**Document section:**

------------

Wednesday, August 12, 2009

The Price of Freedom

Thomas Jefferson opined that "The price of freedom is eternal vigilance." This was uttered in a different place and time, before the advent of National Socialism, Communism, and the nanny state.

Today, I suggest that the price of freedom is self-reliance, for it is only with a national belief of self-reliance that a nation may keep its freedom from a dictatorial government.

The modern American Democrat has long known that their power is based upon expanding the class of people who are dependent on the government for their way of life. The larger the dependency class, the greater the power the Democrats will possess.

Controlling the nation's health care is the ultimate power grab. Not just because controlling health care means providing Democrat-appointed bureaucrats the power of life and death over everyone, but also because it creates a dependent class of all citizens who cannot afford to leave the country for appropriate medical treatment.

Furthermore, it will create a direct dependency class of those citizens who are directly employed by a nationalized health service. Currently, the third largest single employer in the world is the National Health Service in England, behind only the PRC Army and Indian Rail (the employment numbers for the entire UK would be higher, as you add the numbers servicing Scotland, Wales, and Northern Ireland). The English National Health Service has more than 1.2 Million employees, less than half of which are actual care-givers, and only 109,000 of which are English doctors.

------------

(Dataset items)
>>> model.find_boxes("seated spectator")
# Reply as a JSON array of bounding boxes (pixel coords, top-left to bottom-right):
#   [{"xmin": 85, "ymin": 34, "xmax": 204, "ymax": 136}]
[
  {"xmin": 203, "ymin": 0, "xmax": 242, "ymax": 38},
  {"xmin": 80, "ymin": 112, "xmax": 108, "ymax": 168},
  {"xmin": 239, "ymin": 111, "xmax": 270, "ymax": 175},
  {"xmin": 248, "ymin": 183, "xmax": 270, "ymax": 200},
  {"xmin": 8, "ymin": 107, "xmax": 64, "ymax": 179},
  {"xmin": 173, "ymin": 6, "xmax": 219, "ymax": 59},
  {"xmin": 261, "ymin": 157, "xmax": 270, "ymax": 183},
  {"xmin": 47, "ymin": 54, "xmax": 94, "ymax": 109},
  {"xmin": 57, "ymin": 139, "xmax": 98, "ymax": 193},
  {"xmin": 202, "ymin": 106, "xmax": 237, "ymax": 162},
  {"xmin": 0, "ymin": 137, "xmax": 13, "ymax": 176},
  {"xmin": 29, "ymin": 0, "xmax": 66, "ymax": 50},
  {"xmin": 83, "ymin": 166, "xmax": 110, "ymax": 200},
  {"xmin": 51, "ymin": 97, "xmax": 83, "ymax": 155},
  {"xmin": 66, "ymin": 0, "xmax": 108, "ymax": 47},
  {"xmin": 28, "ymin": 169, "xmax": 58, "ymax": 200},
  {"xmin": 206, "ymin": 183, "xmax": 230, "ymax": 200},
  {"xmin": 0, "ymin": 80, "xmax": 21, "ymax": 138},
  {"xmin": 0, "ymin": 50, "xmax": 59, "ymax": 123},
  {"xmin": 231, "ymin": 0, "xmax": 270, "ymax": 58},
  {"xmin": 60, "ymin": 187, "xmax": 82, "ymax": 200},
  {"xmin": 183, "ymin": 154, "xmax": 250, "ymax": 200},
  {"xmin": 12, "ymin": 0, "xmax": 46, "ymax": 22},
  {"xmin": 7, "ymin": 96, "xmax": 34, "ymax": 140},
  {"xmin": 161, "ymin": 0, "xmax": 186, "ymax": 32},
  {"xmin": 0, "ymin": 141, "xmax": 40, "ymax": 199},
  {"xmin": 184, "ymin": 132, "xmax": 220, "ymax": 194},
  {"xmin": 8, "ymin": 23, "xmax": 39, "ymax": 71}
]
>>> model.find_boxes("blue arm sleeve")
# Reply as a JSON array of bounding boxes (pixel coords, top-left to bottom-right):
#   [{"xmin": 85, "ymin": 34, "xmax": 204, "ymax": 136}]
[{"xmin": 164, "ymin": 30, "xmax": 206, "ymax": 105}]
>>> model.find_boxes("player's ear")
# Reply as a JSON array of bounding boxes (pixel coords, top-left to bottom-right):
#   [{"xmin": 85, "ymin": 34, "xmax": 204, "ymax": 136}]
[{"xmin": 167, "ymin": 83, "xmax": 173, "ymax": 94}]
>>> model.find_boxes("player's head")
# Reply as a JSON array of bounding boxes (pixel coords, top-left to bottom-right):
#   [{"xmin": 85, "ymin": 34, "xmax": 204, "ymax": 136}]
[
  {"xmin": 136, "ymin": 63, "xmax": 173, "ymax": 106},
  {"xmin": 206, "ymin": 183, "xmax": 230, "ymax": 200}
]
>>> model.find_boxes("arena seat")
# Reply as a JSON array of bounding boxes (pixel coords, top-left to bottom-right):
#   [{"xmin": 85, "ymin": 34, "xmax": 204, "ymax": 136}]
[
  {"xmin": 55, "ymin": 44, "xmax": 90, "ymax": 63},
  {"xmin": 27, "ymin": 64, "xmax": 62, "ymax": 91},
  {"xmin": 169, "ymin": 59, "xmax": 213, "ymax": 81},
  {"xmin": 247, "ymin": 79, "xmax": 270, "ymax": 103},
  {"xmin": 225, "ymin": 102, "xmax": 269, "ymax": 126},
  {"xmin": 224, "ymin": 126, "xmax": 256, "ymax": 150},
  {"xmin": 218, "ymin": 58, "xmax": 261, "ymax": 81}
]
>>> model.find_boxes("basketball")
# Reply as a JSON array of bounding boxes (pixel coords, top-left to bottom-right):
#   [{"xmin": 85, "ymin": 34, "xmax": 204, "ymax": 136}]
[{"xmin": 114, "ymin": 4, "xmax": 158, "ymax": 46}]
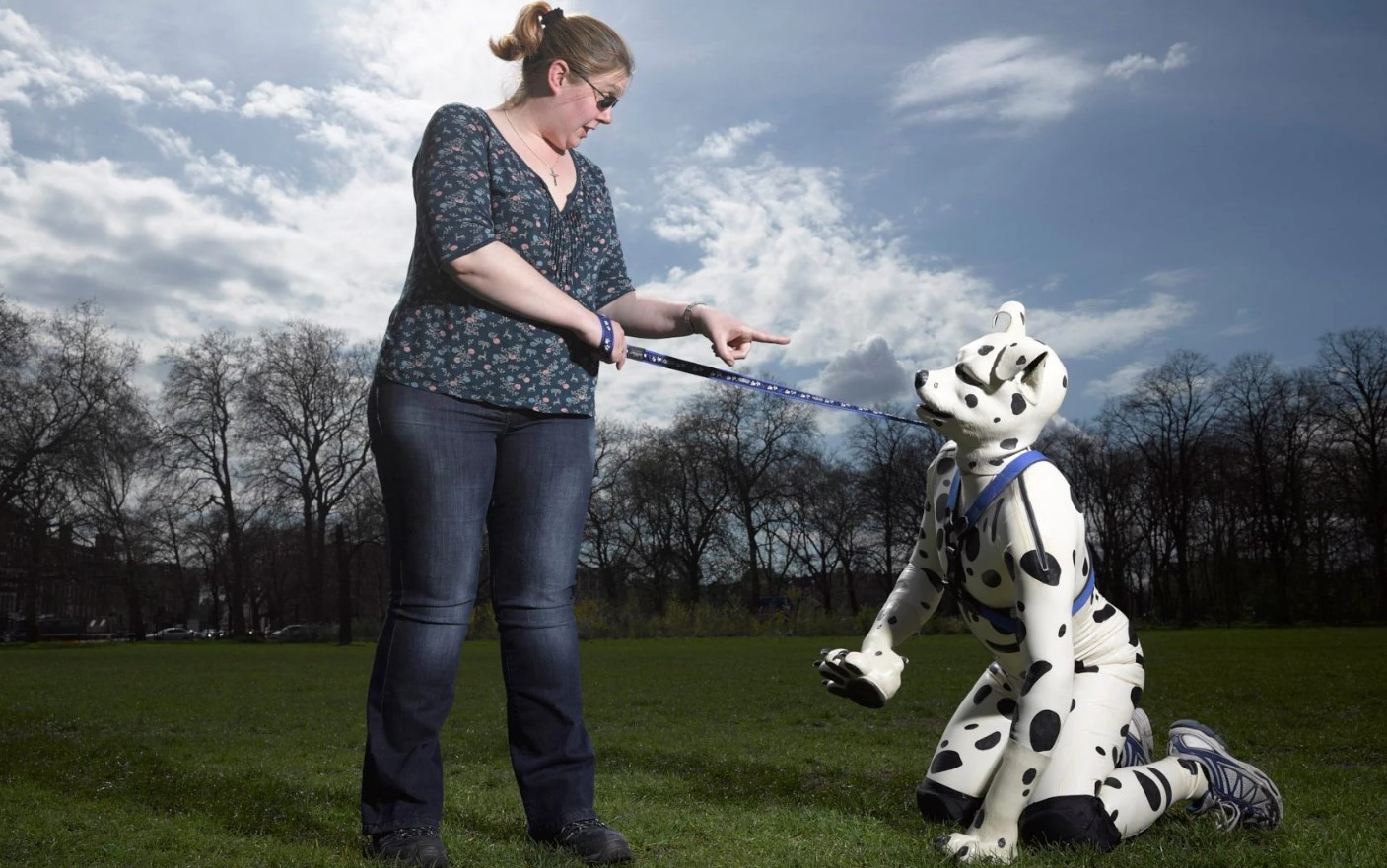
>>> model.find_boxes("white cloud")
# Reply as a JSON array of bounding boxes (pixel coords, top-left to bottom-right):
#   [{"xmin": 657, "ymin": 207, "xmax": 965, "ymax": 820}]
[
  {"xmin": 1103, "ymin": 41, "xmax": 1190, "ymax": 79},
  {"xmin": 242, "ymin": 82, "xmax": 321, "ymax": 122},
  {"xmin": 694, "ymin": 120, "xmax": 773, "ymax": 160},
  {"xmin": 1142, "ymin": 268, "xmax": 1200, "ymax": 290},
  {"xmin": 1026, "ymin": 292, "xmax": 1197, "ymax": 360},
  {"xmin": 1083, "ymin": 360, "xmax": 1155, "ymax": 398},
  {"xmin": 1219, "ymin": 307, "xmax": 1262, "ymax": 337},
  {"xmin": 889, "ymin": 36, "xmax": 1189, "ymax": 127},
  {"xmin": 0, "ymin": 8, "xmax": 232, "ymax": 111},
  {"xmin": 890, "ymin": 36, "xmax": 1097, "ymax": 123}
]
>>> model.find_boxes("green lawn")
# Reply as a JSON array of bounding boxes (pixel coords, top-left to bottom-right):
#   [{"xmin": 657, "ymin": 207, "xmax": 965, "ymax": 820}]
[{"xmin": 0, "ymin": 629, "xmax": 1387, "ymax": 868}]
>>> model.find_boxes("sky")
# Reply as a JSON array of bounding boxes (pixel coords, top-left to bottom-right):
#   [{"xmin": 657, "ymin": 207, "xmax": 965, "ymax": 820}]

------------

**Check your understanding:**
1/ Reproduce verbatim the passage of the post that opens with the words containing "Wednesday, August 12, 2009" and closes with "a dictatorial government.".
2/ According to the post on the price of freedom, how many employees does the English National Health Service have?
Rely solely on the post when responding.

**Answers by item number:**
1/
Wednesday, August 12, 2009

The Price of Freedom

Thomas Jefferson opined that "The price of freedom is eternal vigilance." This was uttered in a different place and time, before the advent of National Socialism, Communism, and the nanny state.

Today, I suggest that the price of freedom is self-reliance, for it is only with a national belief of self-reliance that a nation may keep its freedom from a dictatorial government.

2/ More than 1.2 million.